§ DO THIS
Extract the full set of records that follows, word for word.

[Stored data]
------------------------------------------------------------------------
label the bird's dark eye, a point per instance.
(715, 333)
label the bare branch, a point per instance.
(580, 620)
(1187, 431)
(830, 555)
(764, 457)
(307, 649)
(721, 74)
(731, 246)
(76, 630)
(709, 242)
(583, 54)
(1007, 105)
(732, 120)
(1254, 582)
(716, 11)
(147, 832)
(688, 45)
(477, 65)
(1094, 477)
------------------------------------------------------------------------
§ ANSWER TO THIS PROBLEM
label the bird's dark eye, a point per instance.
(715, 333)
label the bare branch, a point per instance.
(580, 620)
(1187, 431)
(830, 555)
(764, 457)
(307, 649)
(721, 74)
(731, 246)
(76, 630)
(709, 242)
(583, 54)
(1007, 105)
(732, 120)
(1254, 582)
(716, 11)
(147, 832)
(688, 45)
(477, 65)
(1094, 477)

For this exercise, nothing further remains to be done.